• _Document segment_:

• • •

I just read a comment posted by a reader, who pointed out that Pearson has an official policy about the use of social media.
Here is a portion:
How we use social media
Here you’ll find details of how we use social media such as Facebook and Twitter and the kind of response you can expect from us.
We have an active presence on social media and encourage students to use it too. It’s a great way to find information and share ideas, particularly when you’re revising for exams……
We also:
review Tweets about our brands (e.g. ‘Edexcel’ and ‘BTEC’) that don’t directly tag our profiles
monitor social media platforms such as Google+ and other online forums
We may not reply directly to these types of posts, but we monitor them to make sure that any of you with questions are getting the answers you need.
Monitoring activity on social media allows us to continuously improve the service we offer by keeping us up-to-date with what you’re saying about us online. In the past, this has helped us to identify problems with our website, driving improvements to our student pages.
Discussing us or our assessments online
Sharing ideas with others online can be really beneficial when you’re studying or revising. However, there are limits to the amount of information you can share, and you need to be careful not to break the rules. If you’re in doubt about what you can and can’t discuss, it’s always best to check with your teacher.
Sharing too much information with others is an example of ‘malpractice’. Other examples include:
copying someone else’s work or allowing your work to be copied
allowing others to help produce your work or helping others with theirs
being in possession of confidential material in advance of an exam
taking unauthorised items into an exam, such as a mobile phone or extra notes
passing on rumours of exam content
discussing the content of an exam before the paper has been completed in other parts of the world
threatening or harassing staff at an awarding organisation.
We have an obligation to investigate any case where there is the suggestion that you’ve acted improperly. If you are found to have broken the rules, you could face one of the following penalties:
a warning
the loss of marks for a section, component or unit
disqualification from a unit, all units or qualifications
a ban from sitting exams for a set period of time.
We understand that sometimes you are going to talk about us and our assessments with your friends. During stressful periods, some comments may not be very flattering. However, we’d like to ask you to act responsibly when discussing us or your exams and coursework online.

• • •

• _Given records_:

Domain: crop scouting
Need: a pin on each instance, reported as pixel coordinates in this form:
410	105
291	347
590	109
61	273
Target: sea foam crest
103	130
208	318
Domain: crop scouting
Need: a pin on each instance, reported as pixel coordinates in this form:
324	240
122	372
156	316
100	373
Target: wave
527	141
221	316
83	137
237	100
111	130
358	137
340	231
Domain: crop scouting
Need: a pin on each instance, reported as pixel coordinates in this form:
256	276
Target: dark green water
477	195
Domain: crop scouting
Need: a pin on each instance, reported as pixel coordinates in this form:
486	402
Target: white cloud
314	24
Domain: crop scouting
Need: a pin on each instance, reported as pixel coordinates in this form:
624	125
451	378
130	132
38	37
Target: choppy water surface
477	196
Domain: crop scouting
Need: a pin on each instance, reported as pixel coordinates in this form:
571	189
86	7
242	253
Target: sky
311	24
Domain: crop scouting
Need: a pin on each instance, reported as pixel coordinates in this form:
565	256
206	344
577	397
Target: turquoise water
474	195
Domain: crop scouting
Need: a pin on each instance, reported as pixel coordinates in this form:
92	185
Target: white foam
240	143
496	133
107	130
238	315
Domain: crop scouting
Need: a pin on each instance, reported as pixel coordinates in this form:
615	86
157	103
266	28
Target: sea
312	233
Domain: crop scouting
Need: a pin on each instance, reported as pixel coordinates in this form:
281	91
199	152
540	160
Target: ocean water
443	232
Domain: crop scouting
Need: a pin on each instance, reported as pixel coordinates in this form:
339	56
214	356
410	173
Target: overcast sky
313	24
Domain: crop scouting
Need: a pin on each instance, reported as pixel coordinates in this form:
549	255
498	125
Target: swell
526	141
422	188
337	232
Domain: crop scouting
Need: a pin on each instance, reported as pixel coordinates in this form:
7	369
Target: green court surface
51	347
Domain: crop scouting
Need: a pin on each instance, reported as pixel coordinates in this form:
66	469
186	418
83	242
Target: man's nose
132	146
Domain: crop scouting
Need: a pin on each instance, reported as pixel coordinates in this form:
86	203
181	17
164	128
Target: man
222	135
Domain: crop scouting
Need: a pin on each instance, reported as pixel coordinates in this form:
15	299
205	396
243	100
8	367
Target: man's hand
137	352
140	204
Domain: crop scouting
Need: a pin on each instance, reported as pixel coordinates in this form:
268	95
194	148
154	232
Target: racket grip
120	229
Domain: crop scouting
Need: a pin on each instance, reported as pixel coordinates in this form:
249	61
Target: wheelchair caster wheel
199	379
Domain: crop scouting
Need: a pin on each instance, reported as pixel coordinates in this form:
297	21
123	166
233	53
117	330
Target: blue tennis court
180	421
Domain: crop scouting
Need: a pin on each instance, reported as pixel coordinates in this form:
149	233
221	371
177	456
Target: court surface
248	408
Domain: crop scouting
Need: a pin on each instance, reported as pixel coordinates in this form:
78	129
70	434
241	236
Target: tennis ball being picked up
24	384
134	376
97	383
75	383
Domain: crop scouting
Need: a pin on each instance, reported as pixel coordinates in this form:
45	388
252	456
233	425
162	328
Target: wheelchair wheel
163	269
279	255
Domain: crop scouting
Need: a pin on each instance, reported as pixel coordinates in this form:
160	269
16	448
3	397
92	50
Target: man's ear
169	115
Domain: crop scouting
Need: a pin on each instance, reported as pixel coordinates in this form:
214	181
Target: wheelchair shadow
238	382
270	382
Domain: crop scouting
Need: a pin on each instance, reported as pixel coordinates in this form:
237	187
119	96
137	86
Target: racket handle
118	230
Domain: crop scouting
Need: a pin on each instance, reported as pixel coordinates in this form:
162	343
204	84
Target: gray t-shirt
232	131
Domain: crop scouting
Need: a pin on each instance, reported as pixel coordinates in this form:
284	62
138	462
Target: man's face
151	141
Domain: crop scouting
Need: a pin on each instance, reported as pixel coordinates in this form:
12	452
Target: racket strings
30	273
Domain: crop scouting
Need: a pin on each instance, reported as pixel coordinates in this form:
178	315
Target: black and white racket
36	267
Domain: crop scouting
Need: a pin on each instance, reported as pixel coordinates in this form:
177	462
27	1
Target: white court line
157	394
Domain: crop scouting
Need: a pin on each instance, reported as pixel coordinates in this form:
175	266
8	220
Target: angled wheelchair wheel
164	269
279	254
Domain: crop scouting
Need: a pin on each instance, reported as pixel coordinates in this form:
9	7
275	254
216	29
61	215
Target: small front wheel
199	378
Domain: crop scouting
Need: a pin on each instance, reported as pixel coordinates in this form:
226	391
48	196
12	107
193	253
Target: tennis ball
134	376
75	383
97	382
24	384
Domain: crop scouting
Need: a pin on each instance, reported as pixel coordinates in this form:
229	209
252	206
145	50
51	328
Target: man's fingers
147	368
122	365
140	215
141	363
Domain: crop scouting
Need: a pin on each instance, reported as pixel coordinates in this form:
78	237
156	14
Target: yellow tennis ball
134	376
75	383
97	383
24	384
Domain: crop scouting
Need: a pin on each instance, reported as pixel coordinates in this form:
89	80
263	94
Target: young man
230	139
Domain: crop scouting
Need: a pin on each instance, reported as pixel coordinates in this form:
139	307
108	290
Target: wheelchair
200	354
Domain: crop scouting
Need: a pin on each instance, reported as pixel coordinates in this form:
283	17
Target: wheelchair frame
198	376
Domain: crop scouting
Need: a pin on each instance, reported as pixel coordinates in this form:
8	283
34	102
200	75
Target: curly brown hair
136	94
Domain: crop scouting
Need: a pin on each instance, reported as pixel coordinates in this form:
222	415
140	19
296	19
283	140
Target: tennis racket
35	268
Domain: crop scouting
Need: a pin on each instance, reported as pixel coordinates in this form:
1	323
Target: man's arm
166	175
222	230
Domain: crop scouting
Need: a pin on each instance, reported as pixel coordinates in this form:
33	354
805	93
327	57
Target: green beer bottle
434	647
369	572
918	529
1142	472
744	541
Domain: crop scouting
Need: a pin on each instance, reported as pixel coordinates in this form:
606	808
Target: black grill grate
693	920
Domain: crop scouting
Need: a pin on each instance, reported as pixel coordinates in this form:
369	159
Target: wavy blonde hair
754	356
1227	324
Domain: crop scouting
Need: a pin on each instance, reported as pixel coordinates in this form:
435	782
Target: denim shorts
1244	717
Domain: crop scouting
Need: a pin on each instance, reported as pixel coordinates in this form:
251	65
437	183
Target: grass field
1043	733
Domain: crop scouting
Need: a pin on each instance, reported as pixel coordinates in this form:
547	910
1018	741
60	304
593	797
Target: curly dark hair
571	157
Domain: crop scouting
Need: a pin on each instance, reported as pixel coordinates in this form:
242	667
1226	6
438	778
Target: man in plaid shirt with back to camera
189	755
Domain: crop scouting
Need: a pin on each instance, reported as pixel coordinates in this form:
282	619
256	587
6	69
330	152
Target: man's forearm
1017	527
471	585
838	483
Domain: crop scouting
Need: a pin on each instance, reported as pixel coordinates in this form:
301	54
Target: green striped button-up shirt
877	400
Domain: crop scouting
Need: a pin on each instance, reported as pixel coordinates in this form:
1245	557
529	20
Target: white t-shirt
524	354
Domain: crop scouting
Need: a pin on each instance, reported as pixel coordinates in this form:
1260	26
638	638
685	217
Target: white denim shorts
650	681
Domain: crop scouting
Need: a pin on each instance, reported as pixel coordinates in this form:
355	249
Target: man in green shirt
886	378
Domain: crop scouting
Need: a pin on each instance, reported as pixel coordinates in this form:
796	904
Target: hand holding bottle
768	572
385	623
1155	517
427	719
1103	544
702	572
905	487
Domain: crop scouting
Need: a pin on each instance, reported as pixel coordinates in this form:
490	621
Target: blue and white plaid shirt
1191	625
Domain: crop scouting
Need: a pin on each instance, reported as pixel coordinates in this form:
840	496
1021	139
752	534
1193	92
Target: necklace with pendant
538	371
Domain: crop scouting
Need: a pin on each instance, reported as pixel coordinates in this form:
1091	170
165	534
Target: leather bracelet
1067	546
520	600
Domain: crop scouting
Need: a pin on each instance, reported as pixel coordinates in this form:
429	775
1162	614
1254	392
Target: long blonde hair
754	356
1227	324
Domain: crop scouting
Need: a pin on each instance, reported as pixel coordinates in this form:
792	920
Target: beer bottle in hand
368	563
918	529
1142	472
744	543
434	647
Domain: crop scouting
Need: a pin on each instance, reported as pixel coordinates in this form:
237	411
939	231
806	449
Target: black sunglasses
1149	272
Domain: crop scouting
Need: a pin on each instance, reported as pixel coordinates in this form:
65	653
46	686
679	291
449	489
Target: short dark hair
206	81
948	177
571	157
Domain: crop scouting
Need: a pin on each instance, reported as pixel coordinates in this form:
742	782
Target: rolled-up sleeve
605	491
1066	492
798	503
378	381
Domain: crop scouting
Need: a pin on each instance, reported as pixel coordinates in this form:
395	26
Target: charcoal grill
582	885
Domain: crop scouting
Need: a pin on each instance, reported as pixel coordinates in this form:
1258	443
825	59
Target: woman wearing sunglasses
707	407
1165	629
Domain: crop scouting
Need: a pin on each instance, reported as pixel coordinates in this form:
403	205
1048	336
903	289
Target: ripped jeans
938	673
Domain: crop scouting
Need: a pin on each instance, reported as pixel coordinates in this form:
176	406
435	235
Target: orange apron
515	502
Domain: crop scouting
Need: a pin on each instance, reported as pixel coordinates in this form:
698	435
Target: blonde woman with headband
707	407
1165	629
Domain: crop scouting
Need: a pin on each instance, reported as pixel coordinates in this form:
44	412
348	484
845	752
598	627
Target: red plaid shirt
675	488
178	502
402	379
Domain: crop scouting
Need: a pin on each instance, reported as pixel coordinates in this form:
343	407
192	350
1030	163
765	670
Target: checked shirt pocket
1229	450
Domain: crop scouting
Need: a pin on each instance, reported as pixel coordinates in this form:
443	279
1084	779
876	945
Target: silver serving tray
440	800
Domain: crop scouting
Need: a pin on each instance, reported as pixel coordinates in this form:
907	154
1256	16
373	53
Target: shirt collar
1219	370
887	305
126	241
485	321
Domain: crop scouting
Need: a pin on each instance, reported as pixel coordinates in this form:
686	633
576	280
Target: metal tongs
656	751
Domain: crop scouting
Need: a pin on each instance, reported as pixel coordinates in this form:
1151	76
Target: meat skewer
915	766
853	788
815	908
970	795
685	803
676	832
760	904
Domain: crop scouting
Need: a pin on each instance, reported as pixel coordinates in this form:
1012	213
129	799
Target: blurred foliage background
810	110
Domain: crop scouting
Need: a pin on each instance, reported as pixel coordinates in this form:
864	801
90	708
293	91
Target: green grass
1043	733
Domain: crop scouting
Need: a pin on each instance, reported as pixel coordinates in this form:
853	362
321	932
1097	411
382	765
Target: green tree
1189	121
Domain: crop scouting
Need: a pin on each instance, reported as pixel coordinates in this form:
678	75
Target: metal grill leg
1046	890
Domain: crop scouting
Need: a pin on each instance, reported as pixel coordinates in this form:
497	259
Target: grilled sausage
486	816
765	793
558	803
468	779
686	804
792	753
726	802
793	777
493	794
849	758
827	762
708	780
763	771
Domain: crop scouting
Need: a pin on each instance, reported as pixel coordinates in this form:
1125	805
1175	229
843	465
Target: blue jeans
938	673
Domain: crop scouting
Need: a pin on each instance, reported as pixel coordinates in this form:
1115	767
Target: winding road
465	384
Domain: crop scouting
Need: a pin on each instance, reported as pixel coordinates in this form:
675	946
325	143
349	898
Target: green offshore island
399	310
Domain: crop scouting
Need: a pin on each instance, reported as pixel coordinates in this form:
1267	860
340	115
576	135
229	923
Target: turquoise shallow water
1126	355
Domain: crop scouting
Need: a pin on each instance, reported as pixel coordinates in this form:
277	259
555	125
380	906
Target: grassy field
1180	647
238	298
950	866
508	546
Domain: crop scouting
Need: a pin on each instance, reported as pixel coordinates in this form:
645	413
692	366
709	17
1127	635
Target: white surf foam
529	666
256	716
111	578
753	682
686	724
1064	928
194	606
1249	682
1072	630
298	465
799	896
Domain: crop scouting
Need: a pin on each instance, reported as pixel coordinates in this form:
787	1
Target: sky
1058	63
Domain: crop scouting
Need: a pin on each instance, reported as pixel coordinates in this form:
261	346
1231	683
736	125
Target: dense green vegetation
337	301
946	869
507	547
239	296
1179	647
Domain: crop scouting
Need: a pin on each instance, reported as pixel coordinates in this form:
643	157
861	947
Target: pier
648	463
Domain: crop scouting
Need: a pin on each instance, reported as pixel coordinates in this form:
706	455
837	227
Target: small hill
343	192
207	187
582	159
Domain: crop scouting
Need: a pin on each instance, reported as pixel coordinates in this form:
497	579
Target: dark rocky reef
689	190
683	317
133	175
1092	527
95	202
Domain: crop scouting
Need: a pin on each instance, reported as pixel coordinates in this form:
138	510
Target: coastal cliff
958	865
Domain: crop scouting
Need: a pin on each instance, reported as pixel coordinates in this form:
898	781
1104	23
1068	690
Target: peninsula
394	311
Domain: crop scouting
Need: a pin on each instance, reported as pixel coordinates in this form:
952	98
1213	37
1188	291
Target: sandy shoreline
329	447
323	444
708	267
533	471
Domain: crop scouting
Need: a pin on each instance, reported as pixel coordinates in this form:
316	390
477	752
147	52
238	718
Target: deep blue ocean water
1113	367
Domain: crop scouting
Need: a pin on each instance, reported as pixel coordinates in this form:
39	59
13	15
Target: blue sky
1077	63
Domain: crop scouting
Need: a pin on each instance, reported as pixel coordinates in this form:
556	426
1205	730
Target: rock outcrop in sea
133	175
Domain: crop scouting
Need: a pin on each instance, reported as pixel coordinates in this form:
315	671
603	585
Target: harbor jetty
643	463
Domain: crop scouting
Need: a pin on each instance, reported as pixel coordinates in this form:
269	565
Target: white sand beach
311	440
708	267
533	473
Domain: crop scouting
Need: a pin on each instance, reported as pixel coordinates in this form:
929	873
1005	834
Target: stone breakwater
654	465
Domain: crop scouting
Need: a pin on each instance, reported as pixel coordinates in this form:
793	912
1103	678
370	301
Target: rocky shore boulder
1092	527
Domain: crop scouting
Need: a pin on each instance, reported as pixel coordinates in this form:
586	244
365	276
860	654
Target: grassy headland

• • •

• _What needs to be done_: Rewrite everything from "We have an obligation" down to "period of time." in the social media policy, swapping "penalties" for "sanctions".

• _Response to this exercise_:
We have an obligation to investigate any case where there is the suggestion that you’ve acted improperly. If you are found to have broken the rules, you could face one of the following sanctions:
a warning
the loss of marks for a section, component or unit
disqualification from a unit, all units or qualifications
a ban from sitting exams for a set period of time.